_The input:_
________________________

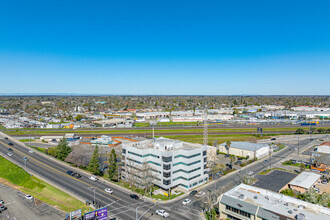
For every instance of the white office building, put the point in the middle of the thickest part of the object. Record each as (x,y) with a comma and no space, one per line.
(174,163)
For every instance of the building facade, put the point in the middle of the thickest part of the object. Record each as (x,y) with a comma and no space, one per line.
(173,163)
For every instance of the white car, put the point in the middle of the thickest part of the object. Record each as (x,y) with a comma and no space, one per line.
(108,190)
(162,213)
(186,201)
(29,197)
(250,173)
(93,178)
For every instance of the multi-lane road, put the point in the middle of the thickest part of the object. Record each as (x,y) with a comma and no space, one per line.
(119,203)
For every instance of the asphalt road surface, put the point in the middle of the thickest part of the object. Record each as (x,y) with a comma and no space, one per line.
(119,204)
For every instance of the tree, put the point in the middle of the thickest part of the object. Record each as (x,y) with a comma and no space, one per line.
(232,159)
(112,165)
(94,165)
(228,143)
(300,131)
(63,149)
(78,117)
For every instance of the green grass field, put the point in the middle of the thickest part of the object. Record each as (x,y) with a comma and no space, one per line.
(38,188)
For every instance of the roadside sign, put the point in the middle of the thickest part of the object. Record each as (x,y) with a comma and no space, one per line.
(75,214)
(100,214)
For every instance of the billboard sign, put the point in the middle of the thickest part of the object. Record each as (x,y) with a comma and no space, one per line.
(100,214)
(75,214)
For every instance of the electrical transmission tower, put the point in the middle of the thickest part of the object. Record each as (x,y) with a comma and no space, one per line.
(205,131)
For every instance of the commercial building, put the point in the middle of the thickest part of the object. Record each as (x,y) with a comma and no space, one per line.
(244,149)
(303,182)
(246,202)
(173,163)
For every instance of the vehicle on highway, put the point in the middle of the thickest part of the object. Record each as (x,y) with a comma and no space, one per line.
(186,201)
(193,193)
(200,194)
(108,190)
(29,197)
(162,213)
(133,196)
(93,178)
(77,175)
(249,173)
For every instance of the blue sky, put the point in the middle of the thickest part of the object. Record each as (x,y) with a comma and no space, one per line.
(222,47)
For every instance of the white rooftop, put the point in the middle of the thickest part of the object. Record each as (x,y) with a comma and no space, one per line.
(305,180)
(272,204)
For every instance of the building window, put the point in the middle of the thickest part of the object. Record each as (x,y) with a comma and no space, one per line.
(135,154)
(187,157)
(166,166)
(187,164)
(166,174)
(167,159)
(238,211)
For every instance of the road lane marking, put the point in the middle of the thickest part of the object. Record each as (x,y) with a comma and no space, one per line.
(57,171)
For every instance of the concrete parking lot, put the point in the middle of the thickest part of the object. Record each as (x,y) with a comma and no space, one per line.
(19,208)
(275,180)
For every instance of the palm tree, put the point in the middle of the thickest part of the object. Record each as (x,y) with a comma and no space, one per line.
(228,143)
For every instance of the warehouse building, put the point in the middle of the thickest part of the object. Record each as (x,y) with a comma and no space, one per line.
(303,182)
(249,202)
(244,149)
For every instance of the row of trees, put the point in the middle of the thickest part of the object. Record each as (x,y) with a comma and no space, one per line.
(313,130)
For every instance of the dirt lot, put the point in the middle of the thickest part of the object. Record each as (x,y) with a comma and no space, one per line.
(19,208)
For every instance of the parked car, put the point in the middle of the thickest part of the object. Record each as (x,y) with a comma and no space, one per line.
(133,196)
(108,190)
(77,175)
(200,194)
(93,178)
(29,197)
(186,201)
(249,173)
(193,193)
(162,213)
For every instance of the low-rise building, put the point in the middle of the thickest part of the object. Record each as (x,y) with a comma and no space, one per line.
(244,149)
(246,202)
(174,163)
(303,182)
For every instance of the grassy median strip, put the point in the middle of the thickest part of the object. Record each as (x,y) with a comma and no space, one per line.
(18,178)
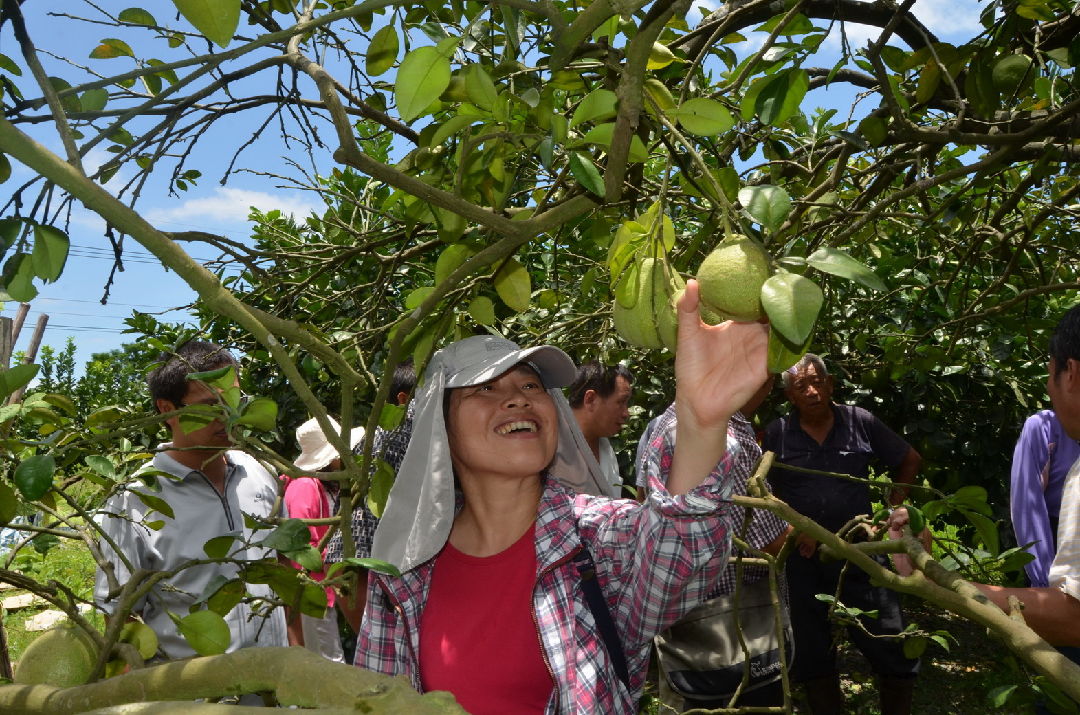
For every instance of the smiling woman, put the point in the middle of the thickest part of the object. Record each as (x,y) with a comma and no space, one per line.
(494,523)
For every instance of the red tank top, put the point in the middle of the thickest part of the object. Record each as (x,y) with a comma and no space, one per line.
(478,636)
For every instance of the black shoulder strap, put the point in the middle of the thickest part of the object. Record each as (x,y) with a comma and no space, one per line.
(597,604)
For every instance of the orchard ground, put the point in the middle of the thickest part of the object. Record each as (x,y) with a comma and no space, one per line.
(955,682)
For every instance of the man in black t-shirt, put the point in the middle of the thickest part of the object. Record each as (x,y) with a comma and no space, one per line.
(822,435)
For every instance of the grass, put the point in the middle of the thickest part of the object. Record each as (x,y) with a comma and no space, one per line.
(957,682)
(68,563)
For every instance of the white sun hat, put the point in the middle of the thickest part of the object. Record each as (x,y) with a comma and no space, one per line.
(315,449)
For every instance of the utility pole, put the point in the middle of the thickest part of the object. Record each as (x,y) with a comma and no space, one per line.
(31,353)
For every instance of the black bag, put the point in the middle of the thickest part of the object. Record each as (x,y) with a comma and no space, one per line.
(701,658)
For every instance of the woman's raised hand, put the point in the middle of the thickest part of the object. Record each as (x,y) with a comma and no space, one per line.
(717,367)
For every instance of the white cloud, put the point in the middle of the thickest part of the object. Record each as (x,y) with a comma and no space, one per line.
(229,205)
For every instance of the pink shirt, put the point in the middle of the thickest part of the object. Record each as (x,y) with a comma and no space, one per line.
(306,498)
(477,635)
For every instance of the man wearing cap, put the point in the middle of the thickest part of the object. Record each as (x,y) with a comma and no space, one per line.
(308,497)
(211,490)
(389,446)
(599,396)
(819,434)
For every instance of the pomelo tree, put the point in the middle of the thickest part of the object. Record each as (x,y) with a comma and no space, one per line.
(512,166)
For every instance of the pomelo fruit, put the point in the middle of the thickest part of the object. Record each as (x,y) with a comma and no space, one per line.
(1010,72)
(63,656)
(731,279)
(638,318)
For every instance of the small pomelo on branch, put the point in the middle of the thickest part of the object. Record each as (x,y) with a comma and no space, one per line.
(644,313)
(731,279)
(63,656)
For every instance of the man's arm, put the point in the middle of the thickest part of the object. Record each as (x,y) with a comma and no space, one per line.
(1027,502)
(1051,612)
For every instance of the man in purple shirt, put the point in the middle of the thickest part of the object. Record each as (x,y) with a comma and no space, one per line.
(1041,460)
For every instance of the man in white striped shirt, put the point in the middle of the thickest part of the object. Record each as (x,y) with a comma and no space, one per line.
(1054,611)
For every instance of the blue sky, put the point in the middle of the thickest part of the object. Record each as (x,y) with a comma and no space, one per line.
(73,301)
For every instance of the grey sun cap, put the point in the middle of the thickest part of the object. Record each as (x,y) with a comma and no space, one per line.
(483,358)
(420,509)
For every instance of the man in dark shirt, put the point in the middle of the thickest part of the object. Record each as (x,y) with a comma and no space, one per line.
(822,435)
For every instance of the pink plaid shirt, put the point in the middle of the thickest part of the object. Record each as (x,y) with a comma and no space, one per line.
(653,562)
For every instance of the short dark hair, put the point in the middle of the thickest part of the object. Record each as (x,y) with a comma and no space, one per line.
(170,379)
(404,379)
(787,377)
(596,377)
(1065,341)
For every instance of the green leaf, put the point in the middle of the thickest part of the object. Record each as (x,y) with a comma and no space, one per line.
(308,557)
(17,279)
(94,99)
(481,88)
(9,65)
(449,260)
(227,596)
(514,285)
(196,417)
(50,252)
(986,529)
(313,601)
(156,504)
(9,504)
(34,476)
(391,415)
(998,697)
(586,174)
(382,51)
(875,130)
(219,377)
(205,631)
(782,353)
(260,414)
(704,117)
(602,135)
(449,127)
(111,48)
(482,310)
(914,646)
(837,262)
(767,204)
(630,237)
(102,464)
(7,412)
(597,105)
(378,488)
(416,297)
(792,302)
(916,521)
(215,18)
(16,377)
(291,535)
(773,98)
(136,16)
(10,229)
(660,56)
(219,547)
(422,76)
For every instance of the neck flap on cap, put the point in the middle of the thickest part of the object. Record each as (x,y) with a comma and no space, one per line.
(420,508)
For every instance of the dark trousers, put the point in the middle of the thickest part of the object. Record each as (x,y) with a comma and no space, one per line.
(814,645)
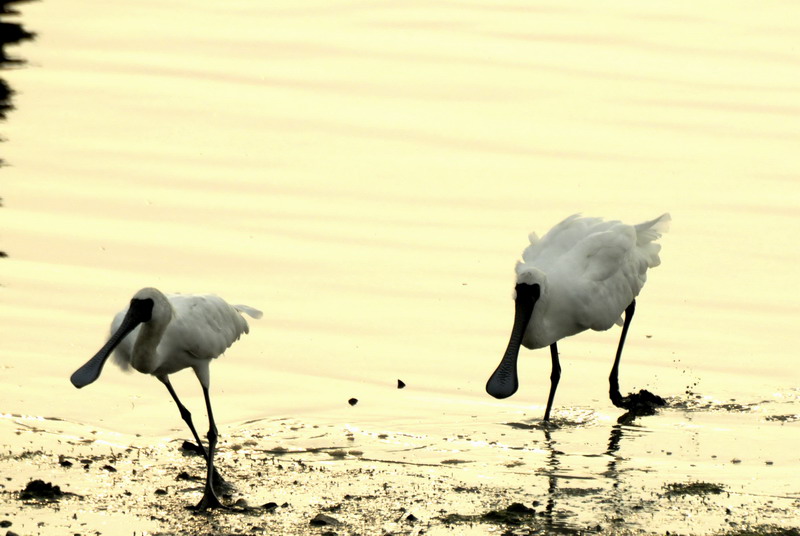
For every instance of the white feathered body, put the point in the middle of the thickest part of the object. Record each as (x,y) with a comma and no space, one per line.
(187,330)
(589,270)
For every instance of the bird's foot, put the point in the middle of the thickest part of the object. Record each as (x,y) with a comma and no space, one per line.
(639,404)
(209,501)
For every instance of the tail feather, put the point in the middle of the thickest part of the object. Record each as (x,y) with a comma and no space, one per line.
(652,230)
(252,312)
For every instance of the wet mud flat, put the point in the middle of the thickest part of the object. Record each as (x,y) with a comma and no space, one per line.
(305,478)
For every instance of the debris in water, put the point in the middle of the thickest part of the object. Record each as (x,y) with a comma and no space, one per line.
(678,489)
(321,520)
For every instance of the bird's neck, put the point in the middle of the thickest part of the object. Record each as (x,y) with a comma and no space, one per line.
(145,354)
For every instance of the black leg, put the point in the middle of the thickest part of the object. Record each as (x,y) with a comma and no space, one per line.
(555,375)
(185,415)
(613,380)
(210,499)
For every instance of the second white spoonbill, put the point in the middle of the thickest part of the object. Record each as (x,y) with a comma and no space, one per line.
(583,274)
(161,334)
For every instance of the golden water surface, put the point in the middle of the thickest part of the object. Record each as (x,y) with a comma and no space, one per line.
(366,173)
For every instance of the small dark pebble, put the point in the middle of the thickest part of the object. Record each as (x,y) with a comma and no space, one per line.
(188,446)
(519,508)
(321,520)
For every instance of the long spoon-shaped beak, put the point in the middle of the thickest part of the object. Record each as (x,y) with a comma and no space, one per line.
(138,312)
(504,381)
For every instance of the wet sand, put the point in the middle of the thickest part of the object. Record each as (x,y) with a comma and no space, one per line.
(366,174)
(584,474)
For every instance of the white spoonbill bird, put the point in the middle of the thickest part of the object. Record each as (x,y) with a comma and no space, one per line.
(161,334)
(583,274)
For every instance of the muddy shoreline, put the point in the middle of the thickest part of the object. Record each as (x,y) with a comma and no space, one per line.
(299,478)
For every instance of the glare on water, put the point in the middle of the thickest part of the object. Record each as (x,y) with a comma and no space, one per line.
(367,175)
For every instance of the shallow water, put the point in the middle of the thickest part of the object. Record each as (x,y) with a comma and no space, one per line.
(367,175)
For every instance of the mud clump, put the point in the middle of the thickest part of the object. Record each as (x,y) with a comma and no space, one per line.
(41,490)
(515,514)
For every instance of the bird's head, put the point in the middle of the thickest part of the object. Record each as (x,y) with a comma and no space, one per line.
(150,304)
(147,305)
(530,282)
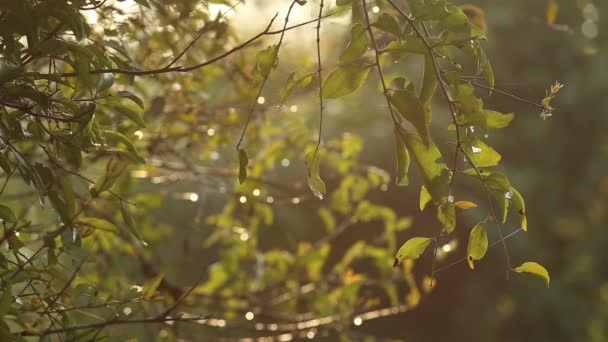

________________________

_Task requirements:_
Output nothing but the lines from the line with "For every instance of the small dark" through the last line of the material above, please, word for word and without the pictures.

_Completed task:_
For every instance of the small dark pebble, put the point in the middle of the thickest part of the object. Record each as (x,y) with a comma and no space, one per line.
(188,446)
(519,508)
(321,520)
For every instance of the long spoon-shaped beak, put the point in the middle of the thickest part of the object. Record each as (x,y) with a comma and no space, one per line.
(138,312)
(504,381)
For every instance of the wet sand, put the point in the middle of the thickest part of the object. Record each as (x,y) with a comma and no space, one per line.
(366,174)
(584,474)
For every instance of the white spoonbill bird, put the point in the middle of the thickest part of the object. Record each as (x,y) with a comma and no space, one per line.
(161,334)
(583,274)
For every instance of the muddy shoreline, put the point in the middle of the thickest part of the object. Record each as (x,y) with a comma and no space, one per line.
(299,478)
For every instance of the glare on water, put the point in the middle of the thickest part of the object. Record each as (x,y) with a comma and no space, one per line.
(367,175)
For every instance of the shallow water, put the point in the middle of the thickest part of the object. Record each as (x,y) with a comma and no space, one per line.
(367,175)
For every instance of the mud clump, put the point in the middle of the thickest part of the object. Record each as (x,y) with a comma and no space, one per line.
(41,490)
(515,514)
For every instance of the bird's head, put the point in the middle of the thickest part of the object. Record each as (x,y) with a comma and no space, one per line.
(150,304)
(147,305)
(530,282)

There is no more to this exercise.